** PROBLEM TO WORK ON **
Return only this: the line with "Objective — for every instance of the wood" and all the lines that follow it below, through the final one, exactly as they are.

Rows from a dataset
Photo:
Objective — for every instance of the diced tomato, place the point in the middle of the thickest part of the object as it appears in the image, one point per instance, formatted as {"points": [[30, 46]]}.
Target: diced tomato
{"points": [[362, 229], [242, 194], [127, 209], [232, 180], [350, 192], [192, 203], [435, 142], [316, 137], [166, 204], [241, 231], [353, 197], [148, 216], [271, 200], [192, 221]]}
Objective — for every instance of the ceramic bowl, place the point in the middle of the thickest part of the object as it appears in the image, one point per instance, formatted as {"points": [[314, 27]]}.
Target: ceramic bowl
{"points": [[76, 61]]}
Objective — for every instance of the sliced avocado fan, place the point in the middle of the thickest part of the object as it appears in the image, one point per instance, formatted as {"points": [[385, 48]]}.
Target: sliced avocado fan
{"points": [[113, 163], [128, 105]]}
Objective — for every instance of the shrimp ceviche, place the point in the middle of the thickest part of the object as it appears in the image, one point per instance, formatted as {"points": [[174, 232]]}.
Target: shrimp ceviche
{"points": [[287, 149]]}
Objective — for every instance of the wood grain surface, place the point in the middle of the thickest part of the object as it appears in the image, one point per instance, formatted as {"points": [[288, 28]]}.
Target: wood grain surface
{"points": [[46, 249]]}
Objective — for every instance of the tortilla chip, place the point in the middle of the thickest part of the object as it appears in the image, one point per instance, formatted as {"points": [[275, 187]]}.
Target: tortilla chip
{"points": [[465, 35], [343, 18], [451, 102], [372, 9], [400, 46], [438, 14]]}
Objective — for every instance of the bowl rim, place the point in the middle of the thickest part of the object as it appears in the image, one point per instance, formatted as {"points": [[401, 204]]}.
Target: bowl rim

** RESULT OF THE EXERCISE **
Objective — for every instance of the wood grain surface, place the point in the middle of the thickest part of the object as it appears in the image, one point per instance, formatted as {"points": [[288, 28]]}.
Target: wood grain surface
{"points": [[46, 249]]}
Objective — for every instance of the tortilla chip, place the point in the middle of the thickest part of the object as it appears in the image, one point per instance, formatted as {"points": [[275, 187]]}.
Target: tortilla chip
{"points": [[465, 35], [343, 18], [451, 102], [372, 9], [400, 46], [438, 14]]}
Objective — for every instance of the bowl rim, place the point in the middle of the thickest part of the object as it appears in the image, one point per instance, formatted as {"points": [[401, 204]]}.
Target: bowl rim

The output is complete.